SOURCE DATA —
*** Begin section ***
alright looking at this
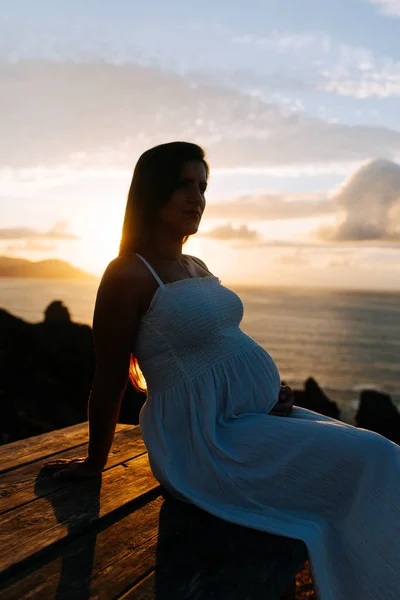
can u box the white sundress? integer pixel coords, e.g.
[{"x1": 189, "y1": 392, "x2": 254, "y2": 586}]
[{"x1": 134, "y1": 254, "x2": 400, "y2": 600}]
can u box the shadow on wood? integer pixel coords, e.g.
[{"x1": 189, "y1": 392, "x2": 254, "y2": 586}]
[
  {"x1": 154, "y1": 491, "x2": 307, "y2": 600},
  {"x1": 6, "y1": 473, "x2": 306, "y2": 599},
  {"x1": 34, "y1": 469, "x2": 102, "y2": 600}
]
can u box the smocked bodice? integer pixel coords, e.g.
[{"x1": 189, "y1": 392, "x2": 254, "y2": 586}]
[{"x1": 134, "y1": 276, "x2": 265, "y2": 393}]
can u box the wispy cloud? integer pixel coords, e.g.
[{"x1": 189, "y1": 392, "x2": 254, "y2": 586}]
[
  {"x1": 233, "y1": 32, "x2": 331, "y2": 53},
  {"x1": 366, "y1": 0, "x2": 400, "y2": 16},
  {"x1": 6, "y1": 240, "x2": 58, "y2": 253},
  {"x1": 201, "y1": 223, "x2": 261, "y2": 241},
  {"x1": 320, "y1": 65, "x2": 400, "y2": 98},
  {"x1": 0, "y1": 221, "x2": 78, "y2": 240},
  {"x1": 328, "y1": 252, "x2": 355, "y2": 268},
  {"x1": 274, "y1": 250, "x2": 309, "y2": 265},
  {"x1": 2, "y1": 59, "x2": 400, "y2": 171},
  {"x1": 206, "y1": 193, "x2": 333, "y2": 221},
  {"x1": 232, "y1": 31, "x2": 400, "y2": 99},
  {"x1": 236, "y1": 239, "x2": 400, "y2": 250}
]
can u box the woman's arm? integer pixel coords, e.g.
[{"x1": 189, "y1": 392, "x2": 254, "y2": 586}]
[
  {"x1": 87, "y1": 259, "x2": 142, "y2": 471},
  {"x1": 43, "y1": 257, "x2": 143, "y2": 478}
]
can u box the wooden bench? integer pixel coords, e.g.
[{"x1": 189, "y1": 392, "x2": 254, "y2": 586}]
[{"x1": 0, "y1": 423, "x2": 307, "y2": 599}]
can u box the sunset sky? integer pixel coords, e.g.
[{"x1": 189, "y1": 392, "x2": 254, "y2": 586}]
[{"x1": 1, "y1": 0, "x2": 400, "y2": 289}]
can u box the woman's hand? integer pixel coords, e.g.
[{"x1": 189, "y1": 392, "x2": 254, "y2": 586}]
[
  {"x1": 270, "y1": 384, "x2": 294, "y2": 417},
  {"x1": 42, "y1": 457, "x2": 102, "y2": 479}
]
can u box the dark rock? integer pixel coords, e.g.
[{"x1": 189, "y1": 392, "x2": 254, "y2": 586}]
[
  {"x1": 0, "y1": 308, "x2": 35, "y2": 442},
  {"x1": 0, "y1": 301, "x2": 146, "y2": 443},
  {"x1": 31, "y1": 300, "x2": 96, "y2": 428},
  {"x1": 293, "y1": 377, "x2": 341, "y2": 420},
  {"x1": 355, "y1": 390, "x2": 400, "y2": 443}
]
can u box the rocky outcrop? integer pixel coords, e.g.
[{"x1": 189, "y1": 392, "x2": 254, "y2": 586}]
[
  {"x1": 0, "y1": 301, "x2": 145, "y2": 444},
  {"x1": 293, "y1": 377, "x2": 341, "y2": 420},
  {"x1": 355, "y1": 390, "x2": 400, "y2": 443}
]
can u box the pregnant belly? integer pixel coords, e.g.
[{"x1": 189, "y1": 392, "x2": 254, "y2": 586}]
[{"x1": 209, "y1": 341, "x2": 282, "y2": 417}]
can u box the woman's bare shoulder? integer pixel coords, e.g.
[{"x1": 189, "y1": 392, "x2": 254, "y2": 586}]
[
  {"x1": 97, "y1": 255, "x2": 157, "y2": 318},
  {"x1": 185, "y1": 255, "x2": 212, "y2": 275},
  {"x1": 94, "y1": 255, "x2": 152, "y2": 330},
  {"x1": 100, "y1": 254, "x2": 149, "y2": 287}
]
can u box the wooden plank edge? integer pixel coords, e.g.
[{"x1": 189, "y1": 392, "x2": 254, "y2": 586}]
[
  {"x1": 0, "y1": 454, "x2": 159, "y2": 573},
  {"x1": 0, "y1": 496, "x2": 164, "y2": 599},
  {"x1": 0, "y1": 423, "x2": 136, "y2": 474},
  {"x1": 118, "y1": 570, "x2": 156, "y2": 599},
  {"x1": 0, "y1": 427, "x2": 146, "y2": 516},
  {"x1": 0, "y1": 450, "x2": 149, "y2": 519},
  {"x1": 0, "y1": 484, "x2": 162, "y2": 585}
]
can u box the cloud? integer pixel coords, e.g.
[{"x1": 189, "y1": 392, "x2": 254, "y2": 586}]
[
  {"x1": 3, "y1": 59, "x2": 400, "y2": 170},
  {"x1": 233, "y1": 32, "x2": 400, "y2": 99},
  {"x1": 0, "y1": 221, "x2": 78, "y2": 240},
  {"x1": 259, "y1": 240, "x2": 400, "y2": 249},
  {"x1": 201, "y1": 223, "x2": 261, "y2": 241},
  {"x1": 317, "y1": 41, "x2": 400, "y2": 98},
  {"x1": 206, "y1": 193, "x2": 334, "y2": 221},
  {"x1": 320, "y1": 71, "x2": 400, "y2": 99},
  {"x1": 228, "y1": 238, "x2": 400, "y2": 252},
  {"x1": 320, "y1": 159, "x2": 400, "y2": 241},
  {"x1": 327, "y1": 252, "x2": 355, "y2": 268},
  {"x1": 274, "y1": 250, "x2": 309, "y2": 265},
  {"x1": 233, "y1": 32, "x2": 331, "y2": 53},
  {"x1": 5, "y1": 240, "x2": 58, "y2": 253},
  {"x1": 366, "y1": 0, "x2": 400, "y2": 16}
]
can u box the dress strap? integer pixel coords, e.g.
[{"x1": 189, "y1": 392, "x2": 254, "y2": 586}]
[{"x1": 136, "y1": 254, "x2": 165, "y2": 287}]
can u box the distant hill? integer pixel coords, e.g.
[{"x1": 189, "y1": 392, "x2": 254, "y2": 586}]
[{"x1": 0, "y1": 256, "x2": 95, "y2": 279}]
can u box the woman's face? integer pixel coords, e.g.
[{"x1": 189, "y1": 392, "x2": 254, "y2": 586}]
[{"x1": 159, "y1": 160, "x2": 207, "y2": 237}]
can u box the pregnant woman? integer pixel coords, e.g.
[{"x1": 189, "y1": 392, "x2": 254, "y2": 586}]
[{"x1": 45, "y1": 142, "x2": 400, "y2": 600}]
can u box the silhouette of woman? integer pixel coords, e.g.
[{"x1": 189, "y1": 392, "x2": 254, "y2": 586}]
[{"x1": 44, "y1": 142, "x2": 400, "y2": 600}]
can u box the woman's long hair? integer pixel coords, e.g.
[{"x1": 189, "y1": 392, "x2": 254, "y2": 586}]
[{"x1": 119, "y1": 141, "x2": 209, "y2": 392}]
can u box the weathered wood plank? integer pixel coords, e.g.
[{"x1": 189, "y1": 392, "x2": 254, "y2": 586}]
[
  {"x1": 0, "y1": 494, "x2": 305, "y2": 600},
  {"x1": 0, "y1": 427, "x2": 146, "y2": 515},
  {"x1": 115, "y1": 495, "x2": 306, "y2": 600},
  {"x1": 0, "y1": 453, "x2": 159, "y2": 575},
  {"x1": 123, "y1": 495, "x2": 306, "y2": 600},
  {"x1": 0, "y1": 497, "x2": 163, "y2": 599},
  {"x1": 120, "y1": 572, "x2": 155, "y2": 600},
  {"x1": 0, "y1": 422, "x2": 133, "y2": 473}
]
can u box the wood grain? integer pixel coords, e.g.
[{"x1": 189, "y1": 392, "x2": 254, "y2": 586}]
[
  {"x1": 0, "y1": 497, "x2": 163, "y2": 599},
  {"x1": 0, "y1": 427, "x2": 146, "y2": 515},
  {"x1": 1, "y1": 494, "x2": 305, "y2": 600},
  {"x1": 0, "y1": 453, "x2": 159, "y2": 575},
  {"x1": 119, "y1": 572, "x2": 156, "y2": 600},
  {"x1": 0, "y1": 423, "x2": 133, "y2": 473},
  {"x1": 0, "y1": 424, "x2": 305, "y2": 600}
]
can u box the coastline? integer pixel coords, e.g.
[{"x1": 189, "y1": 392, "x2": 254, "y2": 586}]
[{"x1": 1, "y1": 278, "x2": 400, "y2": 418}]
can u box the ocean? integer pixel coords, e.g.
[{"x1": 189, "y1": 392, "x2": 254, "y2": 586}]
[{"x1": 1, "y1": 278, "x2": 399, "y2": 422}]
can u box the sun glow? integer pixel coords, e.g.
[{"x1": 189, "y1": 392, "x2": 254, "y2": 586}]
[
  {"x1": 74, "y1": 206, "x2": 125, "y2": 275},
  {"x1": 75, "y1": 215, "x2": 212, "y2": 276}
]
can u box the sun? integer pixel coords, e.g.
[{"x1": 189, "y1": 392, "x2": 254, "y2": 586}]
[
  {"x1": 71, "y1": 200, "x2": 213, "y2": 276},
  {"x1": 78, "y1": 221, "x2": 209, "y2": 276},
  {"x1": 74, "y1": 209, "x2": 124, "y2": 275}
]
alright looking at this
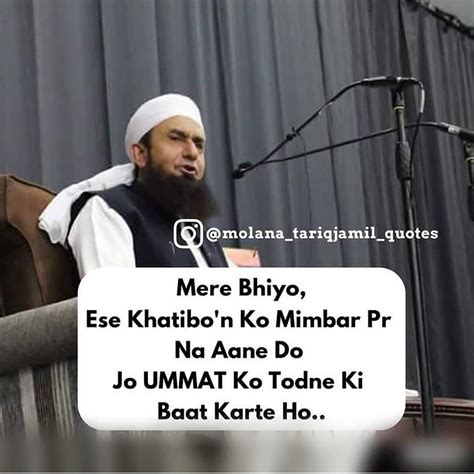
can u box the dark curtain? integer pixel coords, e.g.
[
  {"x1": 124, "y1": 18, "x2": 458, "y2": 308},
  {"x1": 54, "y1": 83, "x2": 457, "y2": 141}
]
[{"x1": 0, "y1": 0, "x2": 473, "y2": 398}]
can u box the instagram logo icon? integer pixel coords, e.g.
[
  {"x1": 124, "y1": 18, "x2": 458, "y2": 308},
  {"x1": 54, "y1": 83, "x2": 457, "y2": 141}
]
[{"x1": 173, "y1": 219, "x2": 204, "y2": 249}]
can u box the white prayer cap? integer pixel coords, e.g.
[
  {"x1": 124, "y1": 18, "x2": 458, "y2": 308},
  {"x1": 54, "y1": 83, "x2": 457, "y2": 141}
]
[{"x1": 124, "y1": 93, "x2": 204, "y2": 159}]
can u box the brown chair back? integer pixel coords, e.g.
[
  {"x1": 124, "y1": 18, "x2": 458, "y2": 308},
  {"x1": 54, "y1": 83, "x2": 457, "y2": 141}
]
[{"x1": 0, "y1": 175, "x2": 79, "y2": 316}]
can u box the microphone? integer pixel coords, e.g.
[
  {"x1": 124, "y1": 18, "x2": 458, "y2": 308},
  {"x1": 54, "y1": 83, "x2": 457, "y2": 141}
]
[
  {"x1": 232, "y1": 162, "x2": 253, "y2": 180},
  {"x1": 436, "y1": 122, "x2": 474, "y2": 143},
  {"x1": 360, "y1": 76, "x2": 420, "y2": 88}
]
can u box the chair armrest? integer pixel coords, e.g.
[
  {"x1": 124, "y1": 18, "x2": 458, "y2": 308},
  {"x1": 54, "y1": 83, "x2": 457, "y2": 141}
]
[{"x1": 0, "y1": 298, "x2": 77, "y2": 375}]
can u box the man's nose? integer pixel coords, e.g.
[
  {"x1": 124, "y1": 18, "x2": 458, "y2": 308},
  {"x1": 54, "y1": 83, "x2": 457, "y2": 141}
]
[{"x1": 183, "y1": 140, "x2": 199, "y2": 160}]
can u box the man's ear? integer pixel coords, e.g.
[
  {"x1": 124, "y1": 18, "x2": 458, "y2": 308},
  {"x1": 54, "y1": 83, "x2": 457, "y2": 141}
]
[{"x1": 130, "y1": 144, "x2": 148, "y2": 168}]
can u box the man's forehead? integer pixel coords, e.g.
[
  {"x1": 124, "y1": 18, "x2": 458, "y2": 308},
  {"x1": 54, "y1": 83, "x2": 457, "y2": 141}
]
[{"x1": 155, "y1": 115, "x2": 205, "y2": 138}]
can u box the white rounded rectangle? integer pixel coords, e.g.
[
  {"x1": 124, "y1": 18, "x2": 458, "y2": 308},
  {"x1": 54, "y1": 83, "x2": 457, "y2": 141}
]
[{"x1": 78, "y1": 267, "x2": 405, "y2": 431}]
*** End section ***
EXERCISE GOAL — Give again, exactly, the lines from the start of the data through the one holding "can u box the rocky"; omit the pictures.

REPLY —
alright looking at this
can u box the white sundress? integer pixel coords, e.g.
[{"x1": 189, "y1": 392, "x2": 254, "y2": 586}]
[{"x1": 134, "y1": 254, "x2": 400, "y2": 600}]
can u box the shadow on wood? integer pixel coords, e.g.
[{"x1": 189, "y1": 392, "x2": 254, "y2": 586}]
[
  {"x1": 154, "y1": 491, "x2": 307, "y2": 600},
  {"x1": 6, "y1": 473, "x2": 306, "y2": 599},
  {"x1": 34, "y1": 469, "x2": 102, "y2": 600}
]
can u box the smocked bodice? integer pixel coords, e.g.
[{"x1": 189, "y1": 392, "x2": 254, "y2": 586}]
[{"x1": 134, "y1": 276, "x2": 265, "y2": 393}]
can u box the wispy cloud? integer pixel coords, e.g.
[{"x1": 189, "y1": 392, "x2": 254, "y2": 586}]
[
  {"x1": 233, "y1": 32, "x2": 331, "y2": 53},
  {"x1": 366, "y1": 0, "x2": 400, "y2": 16},
  {"x1": 6, "y1": 240, "x2": 58, "y2": 253},
  {"x1": 201, "y1": 223, "x2": 261, "y2": 241},
  {"x1": 320, "y1": 65, "x2": 400, "y2": 98},
  {"x1": 0, "y1": 221, "x2": 78, "y2": 240},
  {"x1": 328, "y1": 252, "x2": 355, "y2": 268},
  {"x1": 274, "y1": 250, "x2": 309, "y2": 265},
  {"x1": 2, "y1": 59, "x2": 400, "y2": 171},
  {"x1": 206, "y1": 193, "x2": 333, "y2": 221},
  {"x1": 232, "y1": 31, "x2": 400, "y2": 99},
  {"x1": 236, "y1": 239, "x2": 400, "y2": 250}
]
can u box the woman's arm? integer pixel coords, e.g.
[{"x1": 189, "y1": 392, "x2": 254, "y2": 586}]
[
  {"x1": 87, "y1": 259, "x2": 142, "y2": 471},
  {"x1": 43, "y1": 257, "x2": 143, "y2": 478}
]
can u box the wooden bench? integer pixel coords, e.g.
[{"x1": 189, "y1": 392, "x2": 254, "y2": 586}]
[{"x1": 0, "y1": 423, "x2": 307, "y2": 599}]
can u box the sunset sky? integer pixel coords, e.g.
[{"x1": 189, "y1": 392, "x2": 254, "y2": 586}]
[{"x1": 1, "y1": 0, "x2": 400, "y2": 289}]
can u box the woman's hand? integer pixel coords, e.g.
[{"x1": 189, "y1": 392, "x2": 254, "y2": 586}]
[
  {"x1": 270, "y1": 384, "x2": 294, "y2": 417},
  {"x1": 42, "y1": 457, "x2": 102, "y2": 479}
]
can u box the dark rock? integer pixel coords, e.g.
[{"x1": 189, "y1": 392, "x2": 254, "y2": 586}]
[
  {"x1": 0, "y1": 308, "x2": 35, "y2": 442},
  {"x1": 0, "y1": 301, "x2": 146, "y2": 443},
  {"x1": 31, "y1": 300, "x2": 96, "y2": 428},
  {"x1": 293, "y1": 377, "x2": 341, "y2": 420},
  {"x1": 355, "y1": 390, "x2": 400, "y2": 443}
]
can u box the rocky outcrop? integer pixel coords, e.g.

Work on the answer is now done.